**Passage provided**:

2. Composition and Structure of Bacterial S-Layer Glycoproteins

2.1. Bacteria with S-Layer Glycosylation

Although no precise function could be attributed to bacterial S-layer glycoprotein glycans so far, an enormous biosynthesis effort is undertaken by various bacteria from different phylogenetic branches to glycosylate their S-layer proteins (see below). Thus, it is conceivable that glycosylation adds significantly to the potential functional spectrum of S-layer proteins [3, 12]. Besides Gram-positive bacteria and archaea, for which S-layer glycosylation has been confirmed by various research groups in the past, only recently there were first reports on Gram-negative bacteria possessing an S-layer glycoprotein layer; these are the pathogenic species Tannerella forsythia [19] and presumably Parabacteroides distasonis [20]. Linking S-layer protein glycosylation to pathogenicity is shedding new light into a potential in vivo function of S-layer glycans.

**Explore the material**:
1) Quote everything in the passage on S-layer glycosylation from "2.1. Bacteria with" down to "of S-layer glycans.".
2) Decide whether each statement agrees with the passage on S-layer glycosylation, answering yes or no and quoting the words of the passage that settle it: (a) A precise function has been attributed to bacterial S-layer glycoprotein glycans. (b) Tannerella forsythia is named as a pathogenic Gram-negative species with an S-layer glycoprotein layer. (c) Various research groups have confirmed S-layer glycosylation in archaea.
The entries that come next have no connection to the passage on S-layer glycosylation.

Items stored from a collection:
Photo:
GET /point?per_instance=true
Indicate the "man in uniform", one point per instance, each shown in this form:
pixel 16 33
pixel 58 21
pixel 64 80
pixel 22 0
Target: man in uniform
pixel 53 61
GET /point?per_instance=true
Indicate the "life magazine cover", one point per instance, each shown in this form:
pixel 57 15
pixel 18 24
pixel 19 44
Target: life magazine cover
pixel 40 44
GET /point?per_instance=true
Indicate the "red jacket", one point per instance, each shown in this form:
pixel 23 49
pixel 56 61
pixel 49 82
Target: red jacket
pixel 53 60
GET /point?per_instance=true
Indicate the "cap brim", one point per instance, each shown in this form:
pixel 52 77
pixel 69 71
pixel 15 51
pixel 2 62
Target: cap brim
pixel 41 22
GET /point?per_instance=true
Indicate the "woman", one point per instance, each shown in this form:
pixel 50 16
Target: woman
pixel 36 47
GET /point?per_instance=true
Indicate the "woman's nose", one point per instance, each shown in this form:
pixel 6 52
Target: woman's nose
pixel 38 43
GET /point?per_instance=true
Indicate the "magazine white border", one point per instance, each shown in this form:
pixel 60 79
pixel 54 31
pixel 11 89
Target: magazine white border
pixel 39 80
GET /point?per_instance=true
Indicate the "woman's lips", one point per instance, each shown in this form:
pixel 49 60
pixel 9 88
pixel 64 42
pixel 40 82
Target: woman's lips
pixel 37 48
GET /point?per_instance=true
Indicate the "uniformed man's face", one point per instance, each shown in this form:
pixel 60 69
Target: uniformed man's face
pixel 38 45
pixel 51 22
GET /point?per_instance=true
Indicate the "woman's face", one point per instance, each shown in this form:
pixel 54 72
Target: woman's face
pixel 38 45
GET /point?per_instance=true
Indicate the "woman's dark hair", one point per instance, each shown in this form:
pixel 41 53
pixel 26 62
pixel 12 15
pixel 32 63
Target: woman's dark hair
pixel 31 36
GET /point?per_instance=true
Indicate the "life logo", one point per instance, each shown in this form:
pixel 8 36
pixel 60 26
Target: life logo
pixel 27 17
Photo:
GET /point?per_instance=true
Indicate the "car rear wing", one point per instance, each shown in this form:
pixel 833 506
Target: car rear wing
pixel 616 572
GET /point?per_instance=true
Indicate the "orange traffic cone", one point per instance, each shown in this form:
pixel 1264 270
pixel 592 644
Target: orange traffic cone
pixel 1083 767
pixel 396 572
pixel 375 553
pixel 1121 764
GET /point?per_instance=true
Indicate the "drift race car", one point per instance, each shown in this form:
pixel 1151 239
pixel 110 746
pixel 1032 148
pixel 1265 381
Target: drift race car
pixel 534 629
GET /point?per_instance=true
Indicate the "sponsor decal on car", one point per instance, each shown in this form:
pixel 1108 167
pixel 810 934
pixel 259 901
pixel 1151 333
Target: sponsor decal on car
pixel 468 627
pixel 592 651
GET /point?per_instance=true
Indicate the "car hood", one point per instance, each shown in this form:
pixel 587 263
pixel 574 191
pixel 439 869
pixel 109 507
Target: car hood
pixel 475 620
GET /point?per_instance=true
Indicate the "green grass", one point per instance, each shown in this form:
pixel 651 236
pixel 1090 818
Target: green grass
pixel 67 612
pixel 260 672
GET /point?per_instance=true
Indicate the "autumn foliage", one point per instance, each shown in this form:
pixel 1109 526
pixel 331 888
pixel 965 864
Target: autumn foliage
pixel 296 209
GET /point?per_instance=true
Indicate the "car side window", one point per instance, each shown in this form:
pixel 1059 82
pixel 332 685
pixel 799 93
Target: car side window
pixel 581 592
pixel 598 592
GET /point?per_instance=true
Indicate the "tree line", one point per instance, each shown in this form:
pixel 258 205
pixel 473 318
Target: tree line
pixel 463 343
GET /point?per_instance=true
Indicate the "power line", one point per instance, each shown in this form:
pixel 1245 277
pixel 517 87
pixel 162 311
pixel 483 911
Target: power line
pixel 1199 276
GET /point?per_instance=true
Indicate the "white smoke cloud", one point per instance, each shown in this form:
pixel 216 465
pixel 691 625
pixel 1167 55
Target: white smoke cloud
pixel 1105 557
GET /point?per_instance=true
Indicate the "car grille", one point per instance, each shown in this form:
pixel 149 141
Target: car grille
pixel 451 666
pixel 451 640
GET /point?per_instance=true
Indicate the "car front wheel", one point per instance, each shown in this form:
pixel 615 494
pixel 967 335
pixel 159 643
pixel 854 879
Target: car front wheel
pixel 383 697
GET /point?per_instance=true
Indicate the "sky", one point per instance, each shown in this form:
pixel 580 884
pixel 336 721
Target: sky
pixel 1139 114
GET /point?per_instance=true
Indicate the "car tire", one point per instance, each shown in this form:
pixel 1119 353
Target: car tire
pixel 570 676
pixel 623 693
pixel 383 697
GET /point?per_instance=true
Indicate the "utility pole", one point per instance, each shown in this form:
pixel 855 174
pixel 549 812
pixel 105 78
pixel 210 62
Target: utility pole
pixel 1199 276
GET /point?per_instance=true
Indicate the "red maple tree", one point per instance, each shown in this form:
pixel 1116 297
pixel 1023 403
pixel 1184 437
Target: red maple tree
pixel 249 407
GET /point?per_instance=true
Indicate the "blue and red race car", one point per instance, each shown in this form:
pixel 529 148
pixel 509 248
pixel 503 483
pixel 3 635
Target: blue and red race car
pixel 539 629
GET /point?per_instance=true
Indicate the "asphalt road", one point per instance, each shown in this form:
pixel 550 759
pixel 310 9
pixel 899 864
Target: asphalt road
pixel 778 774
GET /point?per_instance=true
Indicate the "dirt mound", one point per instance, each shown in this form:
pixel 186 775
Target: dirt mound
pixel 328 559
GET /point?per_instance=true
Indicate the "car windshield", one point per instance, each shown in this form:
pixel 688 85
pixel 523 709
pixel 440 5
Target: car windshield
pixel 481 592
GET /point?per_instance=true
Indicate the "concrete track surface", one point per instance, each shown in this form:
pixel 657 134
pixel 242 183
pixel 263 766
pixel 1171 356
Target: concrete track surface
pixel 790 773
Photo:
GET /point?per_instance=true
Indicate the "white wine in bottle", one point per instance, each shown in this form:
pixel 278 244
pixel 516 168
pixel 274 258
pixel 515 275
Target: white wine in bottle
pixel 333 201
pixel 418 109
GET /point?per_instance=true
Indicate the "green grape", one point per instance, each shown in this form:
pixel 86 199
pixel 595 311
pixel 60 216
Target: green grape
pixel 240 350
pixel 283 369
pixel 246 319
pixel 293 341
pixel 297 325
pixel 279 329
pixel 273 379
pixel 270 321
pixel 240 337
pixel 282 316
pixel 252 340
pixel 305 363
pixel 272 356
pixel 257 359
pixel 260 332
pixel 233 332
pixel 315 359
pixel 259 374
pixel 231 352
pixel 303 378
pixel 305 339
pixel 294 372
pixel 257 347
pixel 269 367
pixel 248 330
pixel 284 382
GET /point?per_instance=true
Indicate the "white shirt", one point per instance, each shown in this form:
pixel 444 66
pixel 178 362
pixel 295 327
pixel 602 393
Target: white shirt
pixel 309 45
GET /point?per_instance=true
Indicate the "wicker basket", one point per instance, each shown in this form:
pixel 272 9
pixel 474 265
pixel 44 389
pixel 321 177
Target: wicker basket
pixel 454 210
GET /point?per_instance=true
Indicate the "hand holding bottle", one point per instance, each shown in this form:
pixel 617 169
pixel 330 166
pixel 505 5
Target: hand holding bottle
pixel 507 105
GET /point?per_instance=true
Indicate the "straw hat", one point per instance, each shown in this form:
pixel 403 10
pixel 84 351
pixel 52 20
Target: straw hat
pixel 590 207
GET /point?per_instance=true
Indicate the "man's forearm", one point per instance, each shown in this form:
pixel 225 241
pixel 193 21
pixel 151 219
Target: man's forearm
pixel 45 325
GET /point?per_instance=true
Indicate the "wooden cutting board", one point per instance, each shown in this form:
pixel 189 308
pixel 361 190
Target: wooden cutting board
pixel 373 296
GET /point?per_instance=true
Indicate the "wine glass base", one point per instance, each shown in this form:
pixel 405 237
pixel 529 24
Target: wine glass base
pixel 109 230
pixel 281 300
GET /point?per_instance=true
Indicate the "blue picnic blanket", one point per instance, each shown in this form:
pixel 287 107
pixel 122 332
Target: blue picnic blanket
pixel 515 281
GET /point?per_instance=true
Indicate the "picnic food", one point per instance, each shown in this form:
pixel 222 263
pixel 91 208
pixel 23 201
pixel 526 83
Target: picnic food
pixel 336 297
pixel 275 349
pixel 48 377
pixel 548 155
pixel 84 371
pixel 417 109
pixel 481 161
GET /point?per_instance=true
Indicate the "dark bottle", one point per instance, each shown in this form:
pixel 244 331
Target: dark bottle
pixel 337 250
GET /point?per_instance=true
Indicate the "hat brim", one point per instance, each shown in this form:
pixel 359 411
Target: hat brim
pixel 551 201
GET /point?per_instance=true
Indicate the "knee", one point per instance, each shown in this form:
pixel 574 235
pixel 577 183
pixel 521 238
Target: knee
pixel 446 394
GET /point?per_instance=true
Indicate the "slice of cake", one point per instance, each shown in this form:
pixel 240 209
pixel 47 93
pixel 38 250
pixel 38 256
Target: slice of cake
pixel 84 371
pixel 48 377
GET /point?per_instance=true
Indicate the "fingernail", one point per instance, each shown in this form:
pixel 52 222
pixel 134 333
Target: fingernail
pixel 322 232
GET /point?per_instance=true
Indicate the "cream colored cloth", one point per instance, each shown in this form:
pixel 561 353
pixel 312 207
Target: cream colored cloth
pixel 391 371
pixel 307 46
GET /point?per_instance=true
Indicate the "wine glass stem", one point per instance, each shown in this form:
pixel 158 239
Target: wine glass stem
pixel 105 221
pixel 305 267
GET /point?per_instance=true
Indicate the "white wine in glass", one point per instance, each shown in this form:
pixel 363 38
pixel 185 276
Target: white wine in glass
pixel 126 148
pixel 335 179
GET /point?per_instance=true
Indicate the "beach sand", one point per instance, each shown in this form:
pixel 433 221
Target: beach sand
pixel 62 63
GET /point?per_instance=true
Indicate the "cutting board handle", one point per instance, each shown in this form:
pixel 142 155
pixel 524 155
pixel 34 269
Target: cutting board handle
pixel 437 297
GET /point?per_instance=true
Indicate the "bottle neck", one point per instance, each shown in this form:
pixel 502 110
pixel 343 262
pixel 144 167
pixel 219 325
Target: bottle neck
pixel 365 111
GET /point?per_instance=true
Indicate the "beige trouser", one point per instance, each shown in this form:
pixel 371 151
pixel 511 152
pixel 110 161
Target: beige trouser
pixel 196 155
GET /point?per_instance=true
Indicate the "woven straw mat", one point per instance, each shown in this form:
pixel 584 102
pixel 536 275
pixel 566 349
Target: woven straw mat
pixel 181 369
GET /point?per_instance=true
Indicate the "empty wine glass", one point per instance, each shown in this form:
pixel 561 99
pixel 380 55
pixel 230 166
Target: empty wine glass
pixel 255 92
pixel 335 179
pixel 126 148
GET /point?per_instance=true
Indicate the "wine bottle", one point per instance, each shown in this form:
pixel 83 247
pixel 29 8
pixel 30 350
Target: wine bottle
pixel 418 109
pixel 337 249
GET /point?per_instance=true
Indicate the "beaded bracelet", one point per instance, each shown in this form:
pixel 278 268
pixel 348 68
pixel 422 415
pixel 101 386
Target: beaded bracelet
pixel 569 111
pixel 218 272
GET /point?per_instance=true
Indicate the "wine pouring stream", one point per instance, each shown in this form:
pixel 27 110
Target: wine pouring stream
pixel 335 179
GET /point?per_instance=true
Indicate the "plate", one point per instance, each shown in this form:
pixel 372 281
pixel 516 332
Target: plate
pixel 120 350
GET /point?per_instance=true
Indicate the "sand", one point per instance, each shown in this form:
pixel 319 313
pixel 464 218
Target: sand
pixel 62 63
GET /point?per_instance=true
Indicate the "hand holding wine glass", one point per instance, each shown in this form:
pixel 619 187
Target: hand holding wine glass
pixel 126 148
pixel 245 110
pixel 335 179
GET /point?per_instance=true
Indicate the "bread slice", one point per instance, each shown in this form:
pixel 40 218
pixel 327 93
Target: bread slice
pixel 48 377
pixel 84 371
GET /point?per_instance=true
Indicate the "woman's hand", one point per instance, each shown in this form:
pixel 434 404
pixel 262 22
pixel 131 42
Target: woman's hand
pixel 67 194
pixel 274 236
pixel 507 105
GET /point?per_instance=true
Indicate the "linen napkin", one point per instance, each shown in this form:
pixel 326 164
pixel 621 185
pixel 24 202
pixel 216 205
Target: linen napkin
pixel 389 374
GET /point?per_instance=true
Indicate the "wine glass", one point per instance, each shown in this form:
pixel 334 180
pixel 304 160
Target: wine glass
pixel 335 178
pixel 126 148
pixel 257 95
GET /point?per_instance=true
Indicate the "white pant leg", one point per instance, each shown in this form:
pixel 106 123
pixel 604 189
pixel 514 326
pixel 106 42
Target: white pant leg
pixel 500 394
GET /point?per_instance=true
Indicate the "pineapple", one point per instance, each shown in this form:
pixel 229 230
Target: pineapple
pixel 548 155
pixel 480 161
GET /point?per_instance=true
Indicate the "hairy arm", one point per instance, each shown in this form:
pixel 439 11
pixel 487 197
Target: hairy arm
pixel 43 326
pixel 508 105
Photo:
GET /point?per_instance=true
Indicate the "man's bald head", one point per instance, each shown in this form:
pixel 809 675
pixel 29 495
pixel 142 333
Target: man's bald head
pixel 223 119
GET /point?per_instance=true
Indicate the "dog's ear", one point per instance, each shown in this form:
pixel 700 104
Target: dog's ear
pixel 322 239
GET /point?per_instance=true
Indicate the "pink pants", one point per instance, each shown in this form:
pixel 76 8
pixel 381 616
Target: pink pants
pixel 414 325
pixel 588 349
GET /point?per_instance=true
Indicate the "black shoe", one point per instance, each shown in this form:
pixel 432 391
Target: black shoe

**Task responses**:
1)
2.1. Bacteria with S-Layer Glycosylation

Although no precise function could be attributed to bacterial S-layer glycoprotein glycans so far, an enormous biosynthesis effort is undertaken by various bacteria from different phylogenetic branches to glycosylate their S-layer proteins (see below). Thus, it is conceivable that glycosylation adds significantly to the potential functional spectrum of S-layer proteins [3, 12]. Besides Gram-positive bacteria and archaea, for which S-layer glycosylation has been confirmed by various research groups in the past, only recently there were first reports on Gram-negative bacteria possessing an S-layer glycoprotein layer; these are the pathogenic species Tannerella forsythia [19] and presumably Parabacteroides distasonis [20]. Linking S-layer protein glycosylation to pathogenicity is shedding new light into a potential in vivo function of S-layer glycans.

2)
(a) No: "no precise function could be attributed to bacterial S-layer glycoprotein glycans so far"
(b) Yes: "first reports on Gram-negative bacteria possessing an S-layer glycoprotein layer; these are the pathogenic species Tannerella forsythia"
(c) Yes: "Besides Gram-positive bacteria and archaea, for which S-layer glycosylation has been confirmed by various research groups in the past"